Problem statement – Please count how many lines below contain the word "party" and reply with only that number.

Referring expression data –
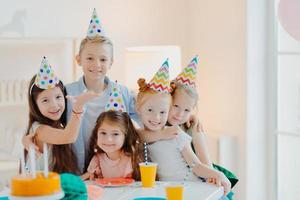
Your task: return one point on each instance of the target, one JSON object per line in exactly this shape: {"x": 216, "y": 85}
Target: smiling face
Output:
{"x": 51, "y": 103}
{"x": 95, "y": 59}
{"x": 182, "y": 107}
{"x": 110, "y": 137}
{"x": 153, "y": 110}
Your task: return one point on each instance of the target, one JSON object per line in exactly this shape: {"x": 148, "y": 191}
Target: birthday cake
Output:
{"x": 25, "y": 185}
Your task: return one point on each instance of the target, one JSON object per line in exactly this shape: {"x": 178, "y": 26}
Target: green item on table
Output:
{"x": 231, "y": 177}
{"x": 73, "y": 187}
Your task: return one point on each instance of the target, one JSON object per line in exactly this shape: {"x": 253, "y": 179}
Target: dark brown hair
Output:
{"x": 63, "y": 157}
{"x": 132, "y": 144}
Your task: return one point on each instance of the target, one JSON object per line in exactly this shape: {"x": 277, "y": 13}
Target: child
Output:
{"x": 114, "y": 144}
{"x": 172, "y": 156}
{"x": 47, "y": 118}
{"x": 96, "y": 58}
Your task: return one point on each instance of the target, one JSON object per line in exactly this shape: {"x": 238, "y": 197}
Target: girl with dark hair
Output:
{"x": 115, "y": 148}
{"x": 47, "y": 118}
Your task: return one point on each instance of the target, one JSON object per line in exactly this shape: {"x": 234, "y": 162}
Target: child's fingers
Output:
{"x": 91, "y": 177}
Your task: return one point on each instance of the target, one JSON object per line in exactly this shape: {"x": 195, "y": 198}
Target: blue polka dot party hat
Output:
{"x": 95, "y": 28}
{"x": 46, "y": 78}
{"x": 116, "y": 102}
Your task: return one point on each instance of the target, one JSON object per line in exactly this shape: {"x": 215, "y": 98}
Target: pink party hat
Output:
{"x": 46, "y": 78}
{"x": 160, "y": 82}
{"x": 116, "y": 102}
{"x": 95, "y": 28}
{"x": 188, "y": 76}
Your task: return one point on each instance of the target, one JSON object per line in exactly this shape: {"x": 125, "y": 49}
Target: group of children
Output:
{"x": 88, "y": 126}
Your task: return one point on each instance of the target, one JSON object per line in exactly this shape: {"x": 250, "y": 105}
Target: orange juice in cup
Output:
{"x": 174, "y": 192}
{"x": 148, "y": 173}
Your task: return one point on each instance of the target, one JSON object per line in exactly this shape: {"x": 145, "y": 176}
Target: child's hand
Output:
{"x": 92, "y": 177}
{"x": 28, "y": 140}
{"x": 170, "y": 132}
{"x": 222, "y": 180}
{"x": 195, "y": 123}
{"x": 80, "y": 100}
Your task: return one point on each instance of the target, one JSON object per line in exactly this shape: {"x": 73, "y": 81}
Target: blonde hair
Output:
{"x": 145, "y": 92}
{"x": 96, "y": 40}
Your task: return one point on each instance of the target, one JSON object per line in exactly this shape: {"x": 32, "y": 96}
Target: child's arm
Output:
{"x": 204, "y": 171}
{"x": 201, "y": 150}
{"x": 50, "y": 135}
{"x": 85, "y": 176}
{"x": 153, "y": 136}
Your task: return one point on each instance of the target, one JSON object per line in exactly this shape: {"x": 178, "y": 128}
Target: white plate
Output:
{"x": 58, "y": 195}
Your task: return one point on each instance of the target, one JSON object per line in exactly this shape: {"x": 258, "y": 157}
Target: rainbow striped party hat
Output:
{"x": 160, "y": 82}
{"x": 188, "y": 76}
{"x": 46, "y": 78}
{"x": 95, "y": 28}
{"x": 116, "y": 102}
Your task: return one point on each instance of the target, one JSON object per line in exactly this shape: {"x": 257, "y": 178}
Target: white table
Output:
{"x": 192, "y": 191}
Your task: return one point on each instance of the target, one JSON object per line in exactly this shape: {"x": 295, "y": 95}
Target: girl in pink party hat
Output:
{"x": 47, "y": 118}
{"x": 95, "y": 57}
{"x": 175, "y": 158}
{"x": 115, "y": 148}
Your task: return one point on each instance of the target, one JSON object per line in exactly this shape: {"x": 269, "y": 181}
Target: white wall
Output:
{"x": 218, "y": 34}
{"x": 127, "y": 23}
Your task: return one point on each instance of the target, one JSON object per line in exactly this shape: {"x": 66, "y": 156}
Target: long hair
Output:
{"x": 132, "y": 146}
{"x": 63, "y": 157}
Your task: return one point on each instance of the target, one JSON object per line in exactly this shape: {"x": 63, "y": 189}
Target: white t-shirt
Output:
{"x": 171, "y": 164}
{"x": 40, "y": 159}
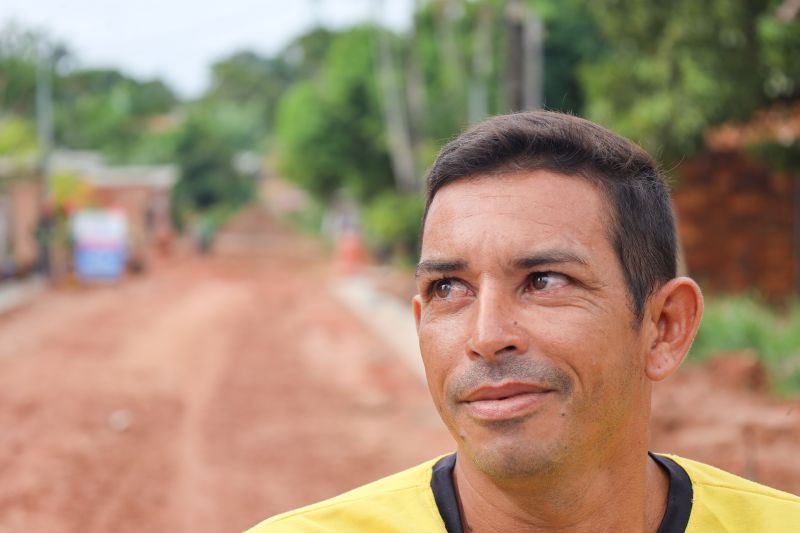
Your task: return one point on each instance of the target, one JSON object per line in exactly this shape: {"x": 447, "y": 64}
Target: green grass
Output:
{"x": 744, "y": 322}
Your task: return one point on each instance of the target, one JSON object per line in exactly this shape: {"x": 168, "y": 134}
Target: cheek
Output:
{"x": 441, "y": 348}
{"x": 595, "y": 350}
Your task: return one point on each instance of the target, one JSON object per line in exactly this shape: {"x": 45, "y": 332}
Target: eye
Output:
{"x": 447, "y": 288}
{"x": 541, "y": 281}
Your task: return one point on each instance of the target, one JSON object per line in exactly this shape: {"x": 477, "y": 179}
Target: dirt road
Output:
{"x": 216, "y": 391}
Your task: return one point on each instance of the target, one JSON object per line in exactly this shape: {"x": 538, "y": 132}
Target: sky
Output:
{"x": 177, "y": 40}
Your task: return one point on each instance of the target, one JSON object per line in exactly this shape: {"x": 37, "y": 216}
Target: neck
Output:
{"x": 625, "y": 493}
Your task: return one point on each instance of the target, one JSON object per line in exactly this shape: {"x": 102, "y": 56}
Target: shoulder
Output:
{"x": 725, "y": 502}
{"x": 400, "y": 502}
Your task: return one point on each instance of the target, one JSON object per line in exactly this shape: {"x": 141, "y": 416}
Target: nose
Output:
{"x": 496, "y": 329}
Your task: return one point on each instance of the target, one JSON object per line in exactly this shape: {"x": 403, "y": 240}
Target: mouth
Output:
{"x": 506, "y": 401}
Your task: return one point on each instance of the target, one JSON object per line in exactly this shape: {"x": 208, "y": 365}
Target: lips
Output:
{"x": 506, "y": 400}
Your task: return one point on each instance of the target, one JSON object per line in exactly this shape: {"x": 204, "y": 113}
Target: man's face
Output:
{"x": 525, "y": 326}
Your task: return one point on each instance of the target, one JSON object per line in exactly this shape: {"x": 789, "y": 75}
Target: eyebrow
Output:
{"x": 547, "y": 257}
{"x": 433, "y": 266}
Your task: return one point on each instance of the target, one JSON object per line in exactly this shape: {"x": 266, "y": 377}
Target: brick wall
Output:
{"x": 736, "y": 221}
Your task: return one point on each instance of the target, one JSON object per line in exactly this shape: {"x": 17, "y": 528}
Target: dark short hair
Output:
{"x": 643, "y": 228}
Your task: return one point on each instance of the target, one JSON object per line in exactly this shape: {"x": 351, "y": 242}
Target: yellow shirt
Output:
{"x": 717, "y": 502}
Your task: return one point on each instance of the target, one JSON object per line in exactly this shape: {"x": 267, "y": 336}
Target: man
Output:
{"x": 548, "y": 305}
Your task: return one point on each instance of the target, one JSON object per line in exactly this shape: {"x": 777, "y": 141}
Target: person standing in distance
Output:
{"x": 548, "y": 304}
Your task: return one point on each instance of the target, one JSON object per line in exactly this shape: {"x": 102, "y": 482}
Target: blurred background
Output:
{"x": 209, "y": 219}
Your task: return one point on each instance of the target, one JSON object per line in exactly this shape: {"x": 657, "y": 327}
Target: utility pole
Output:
{"x": 401, "y": 149}
{"x": 481, "y": 66}
{"x": 525, "y": 60}
{"x": 44, "y": 114}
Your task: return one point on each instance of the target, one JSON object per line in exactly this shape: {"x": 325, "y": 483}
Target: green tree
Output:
{"x": 674, "y": 69}
{"x": 330, "y": 130}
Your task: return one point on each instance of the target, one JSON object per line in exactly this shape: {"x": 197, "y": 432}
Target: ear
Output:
{"x": 673, "y": 316}
{"x": 416, "y": 304}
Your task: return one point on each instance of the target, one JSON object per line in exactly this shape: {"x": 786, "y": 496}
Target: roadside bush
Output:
{"x": 742, "y": 322}
{"x": 392, "y": 224}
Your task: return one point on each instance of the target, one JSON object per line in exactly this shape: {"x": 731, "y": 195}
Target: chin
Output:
{"x": 507, "y": 458}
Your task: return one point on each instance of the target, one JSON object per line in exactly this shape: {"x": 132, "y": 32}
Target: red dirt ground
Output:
{"x": 215, "y": 391}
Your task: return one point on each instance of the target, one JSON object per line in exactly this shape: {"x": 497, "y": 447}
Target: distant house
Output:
{"x": 142, "y": 192}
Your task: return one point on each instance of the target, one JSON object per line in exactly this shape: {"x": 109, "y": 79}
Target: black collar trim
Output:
{"x": 676, "y": 516}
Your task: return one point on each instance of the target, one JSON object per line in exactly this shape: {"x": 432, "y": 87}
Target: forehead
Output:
{"x": 530, "y": 209}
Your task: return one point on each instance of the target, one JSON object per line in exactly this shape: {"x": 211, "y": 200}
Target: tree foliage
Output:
{"x": 674, "y": 69}
{"x": 330, "y": 129}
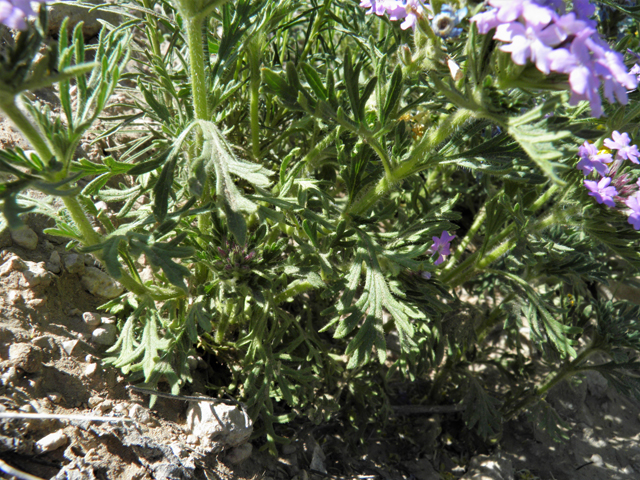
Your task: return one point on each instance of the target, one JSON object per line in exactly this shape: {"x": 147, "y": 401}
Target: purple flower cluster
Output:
{"x": 615, "y": 187}
{"x": 541, "y": 32}
{"x": 441, "y": 246}
{"x": 407, "y": 10}
{"x": 14, "y": 12}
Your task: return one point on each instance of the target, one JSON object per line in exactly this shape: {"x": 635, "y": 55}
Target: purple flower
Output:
{"x": 409, "y": 10}
{"x": 14, "y": 12}
{"x": 601, "y": 191}
{"x": 444, "y": 24}
{"x": 634, "y": 217}
{"x": 441, "y": 246}
{"x": 591, "y": 159}
{"x": 531, "y": 42}
{"x": 374, "y": 6}
{"x": 620, "y": 141}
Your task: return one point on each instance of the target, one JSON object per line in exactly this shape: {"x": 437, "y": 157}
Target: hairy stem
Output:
{"x": 31, "y": 133}
{"x": 411, "y": 166}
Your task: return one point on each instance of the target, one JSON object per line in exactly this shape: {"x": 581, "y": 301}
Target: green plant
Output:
{"x": 289, "y": 172}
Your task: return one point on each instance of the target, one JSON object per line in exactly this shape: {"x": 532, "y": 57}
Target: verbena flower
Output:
{"x": 409, "y": 10}
{"x": 620, "y": 142}
{"x": 591, "y": 159}
{"x": 441, "y": 246}
{"x": 13, "y": 13}
{"x": 634, "y": 204}
{"x": 445, "y": 23}
{"x": 601, "y": 191}
{"x": 563, "y": 43}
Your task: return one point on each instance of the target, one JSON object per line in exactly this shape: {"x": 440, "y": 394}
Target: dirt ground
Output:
{"x": 51, "y": 363}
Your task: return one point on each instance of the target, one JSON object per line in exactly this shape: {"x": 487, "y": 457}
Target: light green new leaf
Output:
{"x": 217, "y": 154}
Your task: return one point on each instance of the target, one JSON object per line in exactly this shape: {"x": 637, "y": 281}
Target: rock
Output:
{"x": 13, "y": 263}
{"x": 233, "y": 428}
{"x": 240, "y": 453}
{"x": 94, "y": 401}
{"x": 141, "y": 415}
{"x": 54, "y": 265}
{"x": 55, "y": 397}
{"x": 52, "y": 442}
{"x": 100, "y": 284}
{"x": 90, "y": 369}
{"x": 69, "y": 345}
{"x": 91, "y": 27}
{"x": 26, "y": 356}
{"x": 490, "y": 467}
{"x": 14, "y": 297}
{"x": 91, "y": 319}
{"x": 10, "y": 376}
{"x": 105, "y": 335}
{"x": 74, "y": 263}
{"x": 25, "y": 238}
{"x": 36, "y": 275}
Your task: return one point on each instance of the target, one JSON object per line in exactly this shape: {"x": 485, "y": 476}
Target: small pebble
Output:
{"x": 25, "y": 237}
{"x": 69, "y": 345}
{"x": 26, "y": 356}
{"x": 51, "y": 442}
{"x": 239, "y": 454}
{"x": 55, "y": 397}
{"x": 105, "y": 406}
{"x": 100, "y": 284}
{"x": 13, "y": 263}
{"x": 10, "y": 376}
{"x": 105, "y": 334}
{"x": 74, "y": 263}
{"x": 15, "y": 297}
{"x": 92, "y": 319}
{"x": 140, "y": 415}
{"x": 54, "y": 264}
{"x": 37, "y": 302}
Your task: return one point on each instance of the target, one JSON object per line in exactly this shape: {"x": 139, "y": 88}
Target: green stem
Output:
{"x": 314, "y": 31}
{"x": 566, "y": 371}
{"x": 193, "y": 27}
{"x": 31, "y": 133}
{"x": 464, "y": 243}
{"x": 471, "y": 265}
{"x": 414, "y": 164}
{"x": 292, "y": 291}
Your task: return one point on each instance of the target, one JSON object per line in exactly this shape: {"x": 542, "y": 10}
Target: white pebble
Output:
{"x": 92, "y": 319}
{"x": 52, "y": 442}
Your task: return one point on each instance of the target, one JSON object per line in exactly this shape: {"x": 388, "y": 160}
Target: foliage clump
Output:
{"x": 333, "y": 204}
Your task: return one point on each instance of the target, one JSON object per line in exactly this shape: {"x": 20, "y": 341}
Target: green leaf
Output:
{"x": 481, "y": 410}
{"x": 375, "y": 298}
{"x": 218, "y": 156}
{"x": 160, "y": 254}
{"x": 394, "y": 90}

Result for this exercise – 4